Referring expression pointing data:
------

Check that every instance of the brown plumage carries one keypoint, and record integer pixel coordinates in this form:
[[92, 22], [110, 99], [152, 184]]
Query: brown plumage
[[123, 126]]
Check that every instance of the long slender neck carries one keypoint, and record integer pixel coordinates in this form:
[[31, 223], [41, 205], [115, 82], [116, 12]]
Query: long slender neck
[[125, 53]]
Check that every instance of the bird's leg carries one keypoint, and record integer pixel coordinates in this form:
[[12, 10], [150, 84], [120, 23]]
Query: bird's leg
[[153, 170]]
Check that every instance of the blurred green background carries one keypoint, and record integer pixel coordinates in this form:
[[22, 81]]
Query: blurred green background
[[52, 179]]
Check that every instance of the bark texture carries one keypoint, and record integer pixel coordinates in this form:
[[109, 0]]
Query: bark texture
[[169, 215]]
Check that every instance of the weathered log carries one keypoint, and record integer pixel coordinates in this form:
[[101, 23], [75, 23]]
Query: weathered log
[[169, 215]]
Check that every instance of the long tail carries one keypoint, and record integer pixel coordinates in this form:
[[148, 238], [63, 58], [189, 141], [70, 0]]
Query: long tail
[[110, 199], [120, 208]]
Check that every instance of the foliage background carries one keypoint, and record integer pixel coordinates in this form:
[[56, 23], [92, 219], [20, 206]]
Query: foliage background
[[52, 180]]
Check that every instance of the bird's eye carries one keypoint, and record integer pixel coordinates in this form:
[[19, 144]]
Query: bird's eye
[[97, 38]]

------

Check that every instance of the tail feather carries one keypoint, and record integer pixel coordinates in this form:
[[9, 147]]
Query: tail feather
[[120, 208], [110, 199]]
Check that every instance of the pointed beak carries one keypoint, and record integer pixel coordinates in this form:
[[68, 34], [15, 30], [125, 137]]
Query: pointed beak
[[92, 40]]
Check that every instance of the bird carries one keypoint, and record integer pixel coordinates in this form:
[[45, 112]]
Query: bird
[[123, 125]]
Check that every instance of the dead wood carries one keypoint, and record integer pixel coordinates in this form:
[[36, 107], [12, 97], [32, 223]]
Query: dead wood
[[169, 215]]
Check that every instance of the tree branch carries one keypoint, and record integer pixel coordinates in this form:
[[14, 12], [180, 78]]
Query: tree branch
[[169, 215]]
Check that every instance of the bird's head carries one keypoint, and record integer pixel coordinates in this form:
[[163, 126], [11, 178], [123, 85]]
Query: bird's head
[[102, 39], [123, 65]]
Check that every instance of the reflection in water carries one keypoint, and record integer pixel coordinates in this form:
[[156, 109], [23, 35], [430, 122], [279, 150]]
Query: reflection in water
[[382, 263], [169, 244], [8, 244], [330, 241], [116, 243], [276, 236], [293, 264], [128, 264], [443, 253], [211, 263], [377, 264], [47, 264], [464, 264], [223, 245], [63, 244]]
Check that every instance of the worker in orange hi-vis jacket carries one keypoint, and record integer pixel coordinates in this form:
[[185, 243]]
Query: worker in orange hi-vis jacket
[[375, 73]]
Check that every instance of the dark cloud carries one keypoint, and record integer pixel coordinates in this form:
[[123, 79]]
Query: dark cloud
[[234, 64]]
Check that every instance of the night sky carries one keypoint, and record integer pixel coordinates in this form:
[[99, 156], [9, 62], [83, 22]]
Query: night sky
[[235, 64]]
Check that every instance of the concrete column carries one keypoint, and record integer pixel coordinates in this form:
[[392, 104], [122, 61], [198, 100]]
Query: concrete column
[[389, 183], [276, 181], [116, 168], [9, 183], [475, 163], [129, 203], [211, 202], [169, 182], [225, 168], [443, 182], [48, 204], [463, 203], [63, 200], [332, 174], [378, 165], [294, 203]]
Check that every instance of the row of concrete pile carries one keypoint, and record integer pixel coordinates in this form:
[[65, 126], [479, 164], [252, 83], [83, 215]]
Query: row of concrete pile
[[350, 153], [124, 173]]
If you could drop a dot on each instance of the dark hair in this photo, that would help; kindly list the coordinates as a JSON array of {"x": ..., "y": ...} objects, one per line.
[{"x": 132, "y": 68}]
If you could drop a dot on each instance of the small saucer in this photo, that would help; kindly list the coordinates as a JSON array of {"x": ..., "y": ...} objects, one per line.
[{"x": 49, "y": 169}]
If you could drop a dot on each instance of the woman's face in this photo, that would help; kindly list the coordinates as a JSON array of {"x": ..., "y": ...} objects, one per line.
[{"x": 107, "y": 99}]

------

» Aim of the exercise
From the records above, copy only the lines starting with the line that holds "Query: bird's leg" and going on through the line that holds "[[19, 144]]", exactly as written.

» Reply to the task
Query: bird's leg
[[153, 170]]
Check that every instance of the blurred green background carries one keypoint, and record integer pixel coordinates in this form:
[[22, 81]]
Query: blurred green background
[[52, 179]]
Check that every instance of the bark texture carries one keypoint, and record integer pixel coordinates in this form:
[[109, 0]]
Query: bark texture
[[169, 215]]
Check that every instance of the weathered log carries one keypoint, and record integer pixel coordinates in this form:
[[101, 23], [75, 23]]
Query: weathered log
[[169, 215]]
Check that every instance of the long tail carries one keypoint, and record integer pixel coordinates in this form:
[[148, 238], [63, 58], [189, 141], [70, 0]]
Query: long tail
[[110, 199], [120, 208]]
Check that every instance of the foliage background carries one keypoint, and record integer pixel coordinates in this form:
[[56, 23], [92, 219], [20, 206]]
Query: foliage background
[[52, 180]]
Check that every instance of the bird's eye carries one keypoint, and record integer pixel coordinates in this form:
[[19, 144]]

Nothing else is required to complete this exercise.